2.10   Over the period we expect there to be a continuing flow of loan repayments, estimated at £86m, £65m and £52m in 2003/4 -2005/6. This (and certain amounts written off under debt agreements) will reduce the stock of debt from £1,167.5m at 31/3/03 to £963.8m at 31/3/06.

Table 2: Planned receipts

£m NBV 31/3/03 Receipts at net realisable value
    2003/4 2004/5 2005/6
Capital aid loans 1,099.0 45.0 45.0 45.0
CDC debenture 68.5 41.0 20.0 7.5
Capital DEL Total 1,167.5 86.0 65.0 52.5
         
Reduction in cost of capital charge   6.6 5.0 3.9
Reduction in depreciation charge   n/a n/a n/a
Resource DEL Total   6.6 5.0 3.9

3.   New investment plans

3.1   The only IFI where we foresee a possible further capital increase during SR2002, ie going beyond calling up existing committed capital, is the Caribbean Development Bank, where there may be a request for an increase in capital starting in 2004. If we decide to retain our present proportionate share, our estimate of the cost in 2004/5 and 2005/6 is £0.3m pa. We have allowed for this in the new investment figures but this would be subject to further review. As noted above, we are also considering joining the IDB's Multilateral Investment Facility - if we did so we might expect to make a first payment of some £2m in 2005/6. All other IFI investment is likely to be in fulfilment of existing commitments.

3.2   We have no plans in the SR2002 period for new investment in the CDC.

3.3   Following completion of our building upgrades in 2004/05, the majority of our administrative capital expenditure will be ICT linked. This programme is set out in our e-business strategy, which has been agreed with Cabinet Office OeE. There are three major components, each with a series of projects within them.

  • The first (£18m) is a portfolio of new and enhanced corporate systems covering areas such as Electronic Document Management/Electronic Records Management, e-business, management information and Knowledge Management. These projects will improve the quality and extent of available information and will yield benefits through more efficient handling and storage of records and information.
       
  • The second, CARIS (Contingency and resilience - £12m), covers increased bandwidth, a restricted network joined to GIS, clustered servers, a move to IP for communications and a wide cross-section of infrastructure and system improvements, including enhanced remote working. Good and reliable communications are of key importance given the spread of our operations and overseas offices.

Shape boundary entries
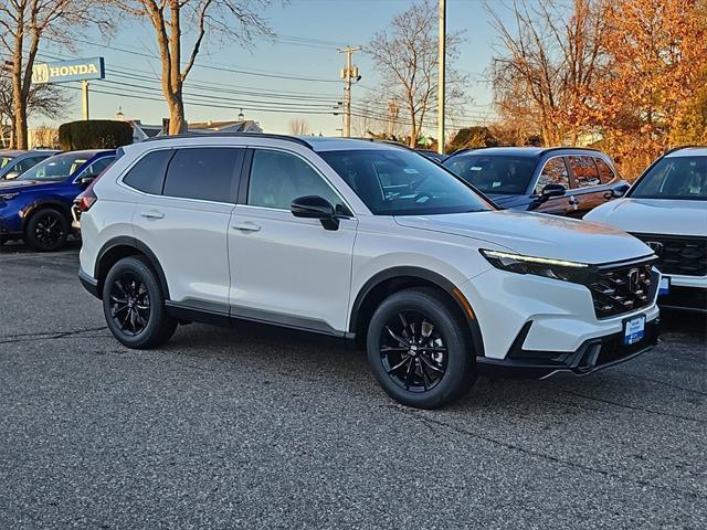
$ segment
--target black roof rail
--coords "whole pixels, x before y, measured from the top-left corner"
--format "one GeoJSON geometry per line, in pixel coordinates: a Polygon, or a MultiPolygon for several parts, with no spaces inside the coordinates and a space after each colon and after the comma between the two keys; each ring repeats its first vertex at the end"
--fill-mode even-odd
{"type": "Polygon", "coordinates": [[[573,147],[573,146],[558,146],[558,147],[546,147],[540,151],[540,155],[547,155],[552,151],[563,151],[568,149],[574,149],[577,151],[592,151],[592,152],[601,152],[599,149],[594,149],[593,147],[573,147]]]}
{"type": "Polygon", "coordinates": [[[172,136],[155,136],[152,138],[147,138],[143,141],[159,141],[159,140],[169,140],[172,138],[270,138],[273,140],[287,140],[294,141],[295,144],[299,144],[300,146],[305,146],[312,150],[312,144],[307,140],[298,138],[296,136],[288,135],[272,135],[270,132],[182,132],[181,135],[172,135],[172,136]]]}

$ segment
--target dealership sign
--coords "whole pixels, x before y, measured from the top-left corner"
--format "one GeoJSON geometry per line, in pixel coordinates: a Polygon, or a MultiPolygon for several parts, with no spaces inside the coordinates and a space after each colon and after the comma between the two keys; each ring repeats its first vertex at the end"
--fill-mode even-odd
{"type": "Polygon", "coordinates": [[[35,64],[32,68],[32,83],[103,80],[105,76],[106,67],[103,57],[42,63],[35,64]]]}

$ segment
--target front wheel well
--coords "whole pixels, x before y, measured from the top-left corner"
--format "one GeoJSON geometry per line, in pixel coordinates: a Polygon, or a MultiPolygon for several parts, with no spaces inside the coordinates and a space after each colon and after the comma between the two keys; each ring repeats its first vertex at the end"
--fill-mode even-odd
{"type": "MultiPolygon", "coordinates": [[[[460,300],[456,300],[449,289],[443,288],[431,279],[421,278],[418,276],[395,276],[392,278],[383,279],[368,289],[362,299],[355,305],[354,312],[351,315],[350,331],[356,333],[356,347],[366,347],[366,336],[368,332],[368,326],[370,325],[373,312],[380,304],[390,295],[409,288],[425,288],[432,289],[439,294],[443,299],[450,301],[449,306],[461,318],[461,321],[468,321],[469,318],[464,314],[460,300]]],[[[469,322],[467,327],[469,337],[476,348],[481,348],[481,335],[474,332],[474,326],[476,322],[469,322]]],[[[477,353],[482,354],[482,353],[477,353]]]]}

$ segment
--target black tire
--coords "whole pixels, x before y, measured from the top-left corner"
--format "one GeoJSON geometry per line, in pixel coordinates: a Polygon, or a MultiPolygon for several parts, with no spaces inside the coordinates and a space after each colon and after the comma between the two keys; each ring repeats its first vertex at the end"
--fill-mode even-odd
{"type": "Polygon", "coordinates": [[[60,251],[66,244],[70,223],[63,212],[42,208],[34,212],[24,227],[24,243],[39,252],[60,251]]]}
{"type": "Polygon", "coordinates": [[[113,336],[128,348],[156,348],[177,329],[157,276],[141,256],[124,257],[110,268],[103,285],[103,312],[113,336]]]}
{"type": "Polygon", "coordinates": [[[467,328],[453,304],[434,289],[391,295],[368,327],[373,375],[388,395],[404,405],[436,409],[457,400],[476,379],[467,328]]]}

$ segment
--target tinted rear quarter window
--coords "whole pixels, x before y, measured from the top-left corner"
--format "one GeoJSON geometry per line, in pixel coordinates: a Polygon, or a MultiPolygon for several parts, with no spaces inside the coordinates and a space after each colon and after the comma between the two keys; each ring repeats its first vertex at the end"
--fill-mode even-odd
{"type": "Polygon", "coordinates": [[[169,162],[163,194],[183,199],[234,202],[233,183],[244,149],[179,149],[169,162]]]}
{"type": "Polygon", "coordinates": [[[614,170],[601,158],[595,158],[594,161],[597,162],[597,168],[599,168],[599,178],[602,184],[608,184],[616,178],[614,170]]]}
{"type": "Polygon", "coordinates": [[[172,153],[171,149],[148,152],[133,166],[123,182],[145,193],[159,195],[162,192],[165,170],[172,153]]]}

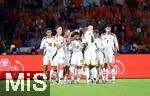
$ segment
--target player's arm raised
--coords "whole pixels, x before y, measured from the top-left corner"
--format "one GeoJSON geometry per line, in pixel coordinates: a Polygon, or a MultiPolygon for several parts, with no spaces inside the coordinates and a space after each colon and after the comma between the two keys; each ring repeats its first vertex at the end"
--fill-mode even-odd
{"type": "Polygon", "coordinates": [[[114,51],[117,55],[118,54],[118,51],[119,51],[119,44],[118,44],[118,40],[117,40],[117,36],[114,34],[114,45],[115,45],[115,48],[114,48],[114,51]]]}

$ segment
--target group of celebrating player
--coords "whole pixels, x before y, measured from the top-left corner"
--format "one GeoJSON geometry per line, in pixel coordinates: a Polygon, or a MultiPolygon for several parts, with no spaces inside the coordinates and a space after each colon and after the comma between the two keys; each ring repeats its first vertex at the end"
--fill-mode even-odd
{"type": "Polygon", "coordinates": [[[118,52],[119,46],[117,37],[111,33],[111,26],[106,25],[105,33],[93,29],[89,25],[84,32],[75,30],[64,31],[62,36],[62,27],[57,26],[55,36],[52,36],[51,29],[46,29],[46,35],[41,41],[40,49],[43,49],[44,73],[48,75],[48,65],[51,64],[50,82],[57,83],[80,83],[80,77],[85,68],[87,84],[96,84],[99,82],[99,76],[102,75],[102,83],[108,82],[108,64],[111,68],[112,83],[115,83],[114,54],[118,52]],[[59,65],[59,71],[58,71],[59,65]],[[71,81],[67,78],[71,74],[71,81]],[[75,74],[77,80],[75,82],[75,74]],[[55,78],[53,78],[55,77],[55,78]],[[64,81],[64,82],[63,82],[64,81]]]}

Set of tasks:
1. In the document section on departmental capital and investment plans, shorten the paragraph beginning "The only IFI where we foresee" and keep its main facts.
2. Carry the document section on departmental capital and investment plans forward from its last sentence.

Answers provided:
1. During SR2002, the Caribbean Development Bank is the only IFI where a further capital increase seems possible, beyond calling up existing committed capital. A request may come starting in 2004. Keeping the current proportionate share would cost an estimated £0.3m a year in 2004/5 and 2005/6. This amount is included in the new investment figures but remains subject to review. Joining the IDB's Multilateral Investment Facility is also under consideration and would likely mean a first payment of about £2m in 2005/6. All other IFI investment is expected to meet existing commitments.

2.
  • The third (£12m) covers the potential move to a thin client, all web enabled systems, central data warehousing, and a potential move from Novell and Microsoft to LINUS operating systems. These technologies offer a more cost effective operating framework for current and new systems.

3.4   The balance of our administrative capital investment will be on a range of medium and small projects to increase the efficiency of our staff and rationalise office accommodation needs (we plan to give up our second London office at the end of 2004/05). These include areas such as docking stations and wireless enabled laptops with shared workstations. We will be introducing remote monitoring of networks in 40 of our overseas offices and be standardising equipment and systems worldwide to allow successful operation of our systems without increased staff resources.

3.5   We will introduce voice recognition systems and VC-enabled PCs. Internationally we will considerably expand our VC network allowing multi conferencing, e-learning for SAIC and secure VC conferences. We will introduce a two-level security system and are working with the FCO on a potential biometric access system. We will expand our asset control system to include access control on valuable items (e.g laptop computers), which will all have recognition chips in future years.

Resource Budgeting Implications

3.6   In line with other Government Departments, DFID introduced Resource Accounting and Budgeting (RAB) from 2001/2. RAB aims to show the full economic costs of Government activities, thereby providing a better basis for deciding on the allocation of resources. For capital expenditure, this involves showing the cost and consumption of capital (depreciation) over its useful life.

3.7   The resource budgeting implications of our new proposals alongside those of our existing assets and asset disposal strategy are brought together in Table 3 below.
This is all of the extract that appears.